Les questions concernant l’efficacité des psychothérapies se réfèrent aux bénéfices qu’elle produit, sa puissance, son impact sur les clients, ou sa capacité à améliorer la qualité de vie des gens. Les comparaisons statistiques conventionnelles entre groupes nous disent très peu à propos de l’efficacité d’une psychothérapie (Jacobson & Thruax, 1991). 

 

Les limites de la comparaison statistiquement significative entre groupes

La démarche actuelle consiste à comparer si les scores cliniques du groupe « traitement » sont différents de ceux du groupe « traitement contrôle » ou « liste d’attente » (2). Pour ce faire, on va vérifier qu’il y ait une différence dite statistiquement significative entre ces groupes, c’est-à-dire que d’un point de vue statistique, il faut que le risque que cette différence soit due au hasard se situe sous la barre de la p-valeur. La p-valeur est souvent fixée à 5% ou à 1%. Mais cette approche a plusieurs grosses limites :

  • Ce n’est pas parce qu’il y a une différence statistiquement significative que cette différence a un impact clinique réel. Un exemple frappant est la synthèse d’études empiriques de Fratarolli qui porte sur l’écriture thérapeutique. Frattaroli (3) a de son côté obtenu un d de Cohen de 0.151 comme taille d’effet global, ce qui malgré la significativité, est très faible. La chercheuse explique que cela peut être représenté à titre de comparaison comme si « la symptômatologie de 54% des participants du groupe traitement va s’améliorer, alors que ce chiffre s’élève à 46 % pour le groupe traitement contrôle »(ibid, p.851).
  • Ce n’est pas parce qu’il y a une différence entre groupes, même élevée d’un point de vue clinique, que tous les participants vont réagir au traitement de la même façon. Par exemple, on sait que pour l’Exposition Prolongée appliquée au SSPT, 35 pourcents des participants présenteront encore un SSPT après les 12 séances de traitement (4).

 

La nécessité d’une plus grande préoccupation pour l’efficacité psychothérapeutique

Le fait qu’une différence entre groupes soit statistiquement significative ne doit pas être un but, mais simplement un indicateur sur l’interprétation que l’on pourra faire des résultats. Mais c’est comme si aujourd’hui, dans une partie du monde de la recherche, on ne se préoccupait plus que du score à des questionnaires en relation avec la p-valeur, et non de ce qu’on peut concrètement attendre du traitement pour les patients. Il est nécessaire que la recherche en psychologie clinique évolue vers de nouveaux indicateurs cliniques et statistiques tels que :

  • Le pourcentage de patients du groupe traitement qui présentent encore les critères cliniques ciblés à la fin du traitement et lors du suivi. Galvoski & ses Collaborateurs (5) ont réalisé une étude se basant sur ces critères pour évaluer la thérapie du retraitement cognitif pour le syndrome du stress post-traumatique. Cette méthode à permis de montrer que 35 % des participiants présentaient encore un diagnostic clinique significatif après 12 séances, mais que ce nombre tombait sous les 10% après 18 séances.

■ ÉNONCÉ: Poursuivez, s'il vous plaît, le texte sur l'efficacité des psychothérapies à la suite de sa dernière phrase. Les lignes ci-dessous proviennent d'une autre source.

Données de localisation de points:
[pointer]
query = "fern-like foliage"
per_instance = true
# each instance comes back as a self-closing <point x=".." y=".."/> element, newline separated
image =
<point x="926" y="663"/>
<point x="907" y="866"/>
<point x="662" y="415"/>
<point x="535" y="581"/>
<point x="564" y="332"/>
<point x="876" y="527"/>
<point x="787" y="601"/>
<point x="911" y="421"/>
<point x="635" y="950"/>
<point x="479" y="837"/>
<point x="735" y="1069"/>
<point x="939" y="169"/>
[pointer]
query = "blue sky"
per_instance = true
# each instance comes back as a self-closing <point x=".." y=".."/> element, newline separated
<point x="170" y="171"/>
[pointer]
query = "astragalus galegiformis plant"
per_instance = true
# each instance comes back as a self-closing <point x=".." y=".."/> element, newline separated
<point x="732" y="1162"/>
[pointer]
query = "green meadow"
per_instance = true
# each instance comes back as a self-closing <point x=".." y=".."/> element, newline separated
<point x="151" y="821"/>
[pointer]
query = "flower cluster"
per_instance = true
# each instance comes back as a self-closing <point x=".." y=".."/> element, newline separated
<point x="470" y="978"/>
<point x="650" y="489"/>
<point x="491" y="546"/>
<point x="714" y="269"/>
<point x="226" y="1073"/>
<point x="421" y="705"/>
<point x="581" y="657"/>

■ CORRIGÉ:
  • La probabilité qu’un patient pris au hasard dans le groupe traitement ne présente plus les critères cliniques ciblés à la fin du traitement et lors du suivi. Cette probabilité peut également se présenter sous forme de probabilité conditionnelle en fonction de critères spécifiques (sexe, âge, mode de vie, sévérité des symptômes, …).

Conclusion

Comme le recommandent Kendall & Norton-Ford (6), il convient d’analyser tant la significativité statistique que l’amélioration clinique dans le cadre de l’évaluation de l’efficacité des psychothérapies. Il faut pouvoir faire évoluer les standards de la recherche en psychologie clinique pour qu’elle se focalise davantage sur le développement et la validation des traitements les plus efficaces pour traiter les troubles psychologiques invalidants pour la qualité de vie des populations.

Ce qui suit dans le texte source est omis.